BEGIN Data rows

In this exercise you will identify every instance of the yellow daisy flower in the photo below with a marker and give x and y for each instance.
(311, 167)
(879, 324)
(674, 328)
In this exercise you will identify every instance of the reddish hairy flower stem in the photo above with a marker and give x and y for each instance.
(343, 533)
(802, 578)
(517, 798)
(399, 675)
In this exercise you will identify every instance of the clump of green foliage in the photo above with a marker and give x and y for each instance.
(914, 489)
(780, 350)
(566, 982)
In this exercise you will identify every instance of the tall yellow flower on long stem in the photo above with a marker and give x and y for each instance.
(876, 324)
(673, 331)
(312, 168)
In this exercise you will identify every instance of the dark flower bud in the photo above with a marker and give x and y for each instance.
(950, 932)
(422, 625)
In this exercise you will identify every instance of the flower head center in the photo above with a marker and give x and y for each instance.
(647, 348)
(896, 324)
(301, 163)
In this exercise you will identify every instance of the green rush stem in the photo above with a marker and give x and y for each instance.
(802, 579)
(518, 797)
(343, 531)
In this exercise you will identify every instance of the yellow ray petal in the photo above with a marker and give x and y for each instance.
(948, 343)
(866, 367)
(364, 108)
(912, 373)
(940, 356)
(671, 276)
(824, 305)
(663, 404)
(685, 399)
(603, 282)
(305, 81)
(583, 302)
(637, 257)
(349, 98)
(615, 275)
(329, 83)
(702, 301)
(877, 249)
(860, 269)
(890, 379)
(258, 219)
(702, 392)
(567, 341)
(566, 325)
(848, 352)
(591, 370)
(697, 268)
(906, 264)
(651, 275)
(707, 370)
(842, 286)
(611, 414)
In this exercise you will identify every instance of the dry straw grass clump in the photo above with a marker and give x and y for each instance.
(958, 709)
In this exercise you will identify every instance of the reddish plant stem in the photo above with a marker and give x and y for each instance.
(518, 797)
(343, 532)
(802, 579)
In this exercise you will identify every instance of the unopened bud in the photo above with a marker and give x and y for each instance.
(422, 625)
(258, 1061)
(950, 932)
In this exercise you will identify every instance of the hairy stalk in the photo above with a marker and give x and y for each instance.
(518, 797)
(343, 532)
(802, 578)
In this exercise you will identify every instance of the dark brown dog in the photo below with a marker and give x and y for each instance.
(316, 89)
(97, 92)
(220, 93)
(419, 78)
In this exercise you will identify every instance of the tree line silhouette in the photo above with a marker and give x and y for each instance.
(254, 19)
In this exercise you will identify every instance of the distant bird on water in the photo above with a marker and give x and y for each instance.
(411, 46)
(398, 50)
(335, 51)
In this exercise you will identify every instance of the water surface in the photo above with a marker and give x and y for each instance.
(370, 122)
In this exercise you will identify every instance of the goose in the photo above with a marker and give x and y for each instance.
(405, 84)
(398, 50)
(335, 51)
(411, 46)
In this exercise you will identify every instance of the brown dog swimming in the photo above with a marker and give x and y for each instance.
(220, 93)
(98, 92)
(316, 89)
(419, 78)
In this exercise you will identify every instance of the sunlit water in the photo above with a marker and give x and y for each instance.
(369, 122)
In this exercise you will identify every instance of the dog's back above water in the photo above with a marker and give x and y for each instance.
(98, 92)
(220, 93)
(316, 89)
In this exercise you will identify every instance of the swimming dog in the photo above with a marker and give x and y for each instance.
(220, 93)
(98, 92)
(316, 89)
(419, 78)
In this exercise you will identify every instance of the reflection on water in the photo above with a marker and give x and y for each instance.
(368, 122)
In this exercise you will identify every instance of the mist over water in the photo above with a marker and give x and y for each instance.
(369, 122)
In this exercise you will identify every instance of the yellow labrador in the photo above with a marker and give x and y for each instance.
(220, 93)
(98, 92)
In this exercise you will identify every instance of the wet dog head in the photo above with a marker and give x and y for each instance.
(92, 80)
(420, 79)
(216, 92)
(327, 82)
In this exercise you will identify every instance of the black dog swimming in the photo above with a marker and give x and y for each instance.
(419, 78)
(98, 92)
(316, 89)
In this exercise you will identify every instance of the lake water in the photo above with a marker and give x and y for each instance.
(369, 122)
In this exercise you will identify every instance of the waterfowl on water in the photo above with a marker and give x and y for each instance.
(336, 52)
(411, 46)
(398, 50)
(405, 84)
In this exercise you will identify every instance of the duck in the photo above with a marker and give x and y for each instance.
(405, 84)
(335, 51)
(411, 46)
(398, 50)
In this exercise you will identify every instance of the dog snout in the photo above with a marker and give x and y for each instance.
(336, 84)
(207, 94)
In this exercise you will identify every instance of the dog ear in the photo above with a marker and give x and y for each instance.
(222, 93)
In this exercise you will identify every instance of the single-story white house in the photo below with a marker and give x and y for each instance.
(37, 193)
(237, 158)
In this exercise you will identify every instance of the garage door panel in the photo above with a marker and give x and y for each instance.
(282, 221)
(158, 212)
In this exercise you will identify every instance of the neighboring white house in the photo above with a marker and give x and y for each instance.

END Data rows

Starting at the line containing "of the single-story" and ending at the last of the rows, write those lines out again with "garage door panel" switched to "garage door section" and nothing else changed.

Output of the exercise ->
In this exercise you will identify every instance of the single-story white house in the photo below with a marker and give x and y for each instance.
(37, 193)
(237, 158)
In this exercise you will identify every instance of the garage door section in the photo above with a marker and give x and y for each instance.
(282, 221)
(158, 212)
In this exercise you will identify every instance of the neighboring white house in the photo above with a marker and give x and y for each instance.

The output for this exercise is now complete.